Prolongez le texte ci-dessous sur la première opération des GIR à la Meinau, à partir de sa dernière phrase.

(Texte de la page)
_ _ _ _ _ _ _

La veille, la voiture des techniciens d'AMS avait été incendiée par des jeunes en colère et le lendemain ce fut celle de CUS Habitat. Wahibi calma les esprits en faisant: "ça ne ramènera pas mon fils Je condamne la violence."

Première opération des GIR

La réponse des responsables politiques français et strasbourgeois aux événements survenus dans la cité de la Meinau fut donnée par retour de courrier. Le 22 mai, trois jours après la mort de Bilal, la cité de la Meinau servit de champ d'expérimentation aux GIR (Groupements d'intervention régionaux) nouvellement créés.

Des forces de l'ordre lourdement armés ont arrêté onze personnes après avoir passé le quartier au peigne fin. La razzia a conduit à la saisie de caméoscopes, de 15.000 euros et de deux armes, un pistolet 357 Magnum et une carabine 22 long rifle. Après coup, l'on affirma qu'il s'était agi "d'une opération exemplaire" contre "la mafia des quartiers sensibles".

Le nouveau ministre de l'Intérieur de Jacques Chirac, Nicola Sarkozy, s'était personnellement rendu à Strasbourg dans le but de superviser la première opération des GIR, ces unités spéciales réunissant policiers, gendarmes, douaniers, magistrats et agents du fisc, dont l'existence devait être officiellement scellée deux jours plus tard - le 24 mai - par une "circulaire interministérielle".

Sarkozy visita par la même occasion le nouvel hôtel de police de Strasbourg, en qualifiant le siège du parlement européen de "ville sinistrée par la délinquance" et en annonçant que la police de proximité serait équipée de flash-ball.

L'opération avait été menée dans le cadre de la campagne électorale de la droite. La droite ayant érigé la sécurité intérieure, le réarmement de l'appareil d'Etat et le recours à des mesures draconiennes en son thème central.

Sarkozy a l'intention de consacrer six milliards d'euro supplémentaires à la sécurité intérieure. Ses 28 groupements d'intervention régionaux sont considérés être le fer de lance de la lutte contre l'économie souterraine et la criminalité. Ils disposent de compétences illimitées et pourront être sollicités "contre toutes les formes de délinquance endémique, de trafics locaux de stupéfiants, d'objets ou véhicules volés ou recelés, d'actions violentes concertées, aboutissant à la désorganisation de la vie sociale et entretenant dans la population un sentiment permanent d'insécurité".

_ _ _ _ _ _ _

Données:
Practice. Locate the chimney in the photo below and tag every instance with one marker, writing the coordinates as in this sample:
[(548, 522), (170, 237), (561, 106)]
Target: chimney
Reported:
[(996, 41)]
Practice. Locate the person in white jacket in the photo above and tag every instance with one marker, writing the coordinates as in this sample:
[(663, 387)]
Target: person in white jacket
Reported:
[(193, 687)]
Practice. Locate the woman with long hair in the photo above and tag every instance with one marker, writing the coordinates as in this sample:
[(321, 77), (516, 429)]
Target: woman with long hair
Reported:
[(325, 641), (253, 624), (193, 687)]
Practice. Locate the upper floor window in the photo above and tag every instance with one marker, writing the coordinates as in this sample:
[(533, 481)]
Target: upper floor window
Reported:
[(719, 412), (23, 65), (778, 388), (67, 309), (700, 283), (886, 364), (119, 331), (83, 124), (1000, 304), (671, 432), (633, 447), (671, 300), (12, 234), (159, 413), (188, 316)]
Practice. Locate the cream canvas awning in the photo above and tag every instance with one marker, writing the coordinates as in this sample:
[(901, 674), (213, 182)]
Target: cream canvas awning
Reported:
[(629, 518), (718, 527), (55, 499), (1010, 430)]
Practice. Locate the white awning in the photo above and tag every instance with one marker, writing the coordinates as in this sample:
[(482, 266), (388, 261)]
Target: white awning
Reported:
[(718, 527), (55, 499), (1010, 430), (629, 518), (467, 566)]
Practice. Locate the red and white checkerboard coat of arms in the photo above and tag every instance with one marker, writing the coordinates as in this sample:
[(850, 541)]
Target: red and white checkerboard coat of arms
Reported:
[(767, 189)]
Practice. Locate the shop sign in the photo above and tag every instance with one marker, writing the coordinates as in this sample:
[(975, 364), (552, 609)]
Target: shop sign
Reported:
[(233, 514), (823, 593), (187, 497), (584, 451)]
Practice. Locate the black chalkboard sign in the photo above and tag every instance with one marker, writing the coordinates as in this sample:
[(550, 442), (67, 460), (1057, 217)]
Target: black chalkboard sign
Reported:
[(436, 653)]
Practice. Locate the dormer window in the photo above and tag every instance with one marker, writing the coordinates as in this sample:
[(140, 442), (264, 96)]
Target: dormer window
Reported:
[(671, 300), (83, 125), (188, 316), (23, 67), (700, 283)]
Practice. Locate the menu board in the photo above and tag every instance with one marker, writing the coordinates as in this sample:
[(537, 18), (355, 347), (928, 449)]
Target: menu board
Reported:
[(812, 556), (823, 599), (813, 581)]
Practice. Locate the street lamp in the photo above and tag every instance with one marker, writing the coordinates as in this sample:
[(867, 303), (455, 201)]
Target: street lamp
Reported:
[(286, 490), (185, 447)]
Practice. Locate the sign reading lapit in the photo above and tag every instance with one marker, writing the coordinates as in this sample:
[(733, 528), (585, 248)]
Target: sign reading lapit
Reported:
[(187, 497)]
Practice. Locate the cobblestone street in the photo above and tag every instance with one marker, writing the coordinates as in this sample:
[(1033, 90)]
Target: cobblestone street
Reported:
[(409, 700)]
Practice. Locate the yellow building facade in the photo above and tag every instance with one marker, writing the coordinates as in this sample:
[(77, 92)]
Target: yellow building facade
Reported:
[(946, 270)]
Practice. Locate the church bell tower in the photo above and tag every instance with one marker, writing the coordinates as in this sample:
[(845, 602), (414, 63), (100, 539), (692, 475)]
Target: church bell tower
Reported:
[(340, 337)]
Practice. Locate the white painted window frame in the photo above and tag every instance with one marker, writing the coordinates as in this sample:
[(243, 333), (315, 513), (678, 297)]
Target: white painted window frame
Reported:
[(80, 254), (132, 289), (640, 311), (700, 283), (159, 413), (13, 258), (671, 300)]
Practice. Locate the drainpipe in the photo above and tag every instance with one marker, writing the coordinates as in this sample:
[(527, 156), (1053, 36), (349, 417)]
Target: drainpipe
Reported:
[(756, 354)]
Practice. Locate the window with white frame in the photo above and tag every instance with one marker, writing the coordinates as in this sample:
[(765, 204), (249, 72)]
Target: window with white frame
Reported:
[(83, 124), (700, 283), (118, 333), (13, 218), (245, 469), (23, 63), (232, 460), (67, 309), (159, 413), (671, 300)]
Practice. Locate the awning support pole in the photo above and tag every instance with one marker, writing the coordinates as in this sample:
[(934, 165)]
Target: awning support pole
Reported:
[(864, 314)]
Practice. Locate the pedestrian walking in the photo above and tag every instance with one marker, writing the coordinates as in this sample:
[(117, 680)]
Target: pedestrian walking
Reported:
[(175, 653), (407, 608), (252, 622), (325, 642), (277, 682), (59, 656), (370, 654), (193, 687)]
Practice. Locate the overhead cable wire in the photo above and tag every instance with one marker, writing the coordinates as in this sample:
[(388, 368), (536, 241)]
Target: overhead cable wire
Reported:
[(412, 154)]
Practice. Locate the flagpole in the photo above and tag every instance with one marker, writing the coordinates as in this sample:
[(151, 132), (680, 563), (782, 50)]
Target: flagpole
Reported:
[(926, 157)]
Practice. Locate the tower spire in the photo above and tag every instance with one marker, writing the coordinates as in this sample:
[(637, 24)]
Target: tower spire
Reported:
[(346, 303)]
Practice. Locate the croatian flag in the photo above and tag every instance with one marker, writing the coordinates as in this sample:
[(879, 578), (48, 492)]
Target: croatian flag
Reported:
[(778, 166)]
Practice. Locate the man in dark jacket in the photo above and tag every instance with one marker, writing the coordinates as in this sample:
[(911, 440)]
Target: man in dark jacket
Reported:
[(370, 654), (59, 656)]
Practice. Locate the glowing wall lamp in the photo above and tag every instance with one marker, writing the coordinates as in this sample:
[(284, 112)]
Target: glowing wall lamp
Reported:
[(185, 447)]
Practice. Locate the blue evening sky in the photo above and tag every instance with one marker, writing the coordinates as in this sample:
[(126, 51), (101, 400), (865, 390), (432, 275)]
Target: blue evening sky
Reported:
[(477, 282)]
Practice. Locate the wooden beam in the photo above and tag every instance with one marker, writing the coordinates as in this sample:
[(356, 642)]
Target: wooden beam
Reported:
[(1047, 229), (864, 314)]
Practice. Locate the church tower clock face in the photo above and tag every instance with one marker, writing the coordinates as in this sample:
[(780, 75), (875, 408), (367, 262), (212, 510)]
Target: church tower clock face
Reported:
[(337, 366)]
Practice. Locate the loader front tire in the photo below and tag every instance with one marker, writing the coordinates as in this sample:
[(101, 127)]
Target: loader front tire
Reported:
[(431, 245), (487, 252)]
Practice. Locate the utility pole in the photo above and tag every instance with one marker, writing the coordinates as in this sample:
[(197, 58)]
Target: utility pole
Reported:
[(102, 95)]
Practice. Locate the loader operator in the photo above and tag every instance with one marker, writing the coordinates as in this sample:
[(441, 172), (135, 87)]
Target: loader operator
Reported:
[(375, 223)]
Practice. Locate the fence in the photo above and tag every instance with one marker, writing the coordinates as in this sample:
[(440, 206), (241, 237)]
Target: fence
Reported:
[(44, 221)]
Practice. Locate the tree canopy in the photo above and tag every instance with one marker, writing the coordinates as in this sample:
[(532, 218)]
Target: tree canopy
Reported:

_ _ _ _ _ _ _

(Réponse attendue)
Les GIR n'ont certainement pas réussi à créer un sentiment permanent de sécurité dans la population de la cité de la Meinau. Au lieu de cela, les habitants se sentent blessés et provoqués. Rudi Wagner, le directeur de l'association Prévention et action sociale à la Meinau, n'a eu qu'un haussement d'épaules: "Mais ce n'est pas le moment d'en rajouter. Il aurait fallu tenir compte de l'émotion provoquée par la mort de ce gamin, qui renforce le sentiment des habitants d'être des laissés-pour-compte."

Edmond Stenger, le procureur de Strasbourg, qui suit l'enquête sur la mort de Bilal tout comme celle des personnes interpellées suite à l'opération du GIR, a estimé que "le coup de filet était le résultat d'une enquête judiciaire et non une initiative de M. Sarkozy." "Les équipes changent mais les pratiques demeurent".

Parallèlement, les journaux remarquaient qu'avec les GIR, Sarkozy ne reprenait et ne développait que ce qui avait été défini de longue date par Daniel Vaillant, son prédécesseur social-démocrate. Ce dernier avait mis en application, il y a un an déjà, de soi-disant "opérations ciblées" et qui avaient été conduites une trentaine de fois. Le département du Bas-Rhin dont Strasbourg est le chef-lieu, aurait depuis longtemps été retenu pour le lancement des GIR.

A la Meinau se concentrent, comme sous des verres grossissants, les faits qui ont conduit aux résultats des dernières élections présidentielles. La colère, provoquée par l'arrogance et l'indifférence des politiciens de l'establishment, de droite comme de gauche, qui ont négligé et ruiné des institutions sociales jadis en état de marche - dont les habitations à loyer modéré (HLM) font partie - s'était exprimée dans une abstention record et un gain substantiel du Front national. Les résultats électoraux à la Meinau ne différaient guère de la moyenne nationale. L'extrême-droite recueillait 19 pour cent des votes pour un taux d'abstention de 28 pour cent.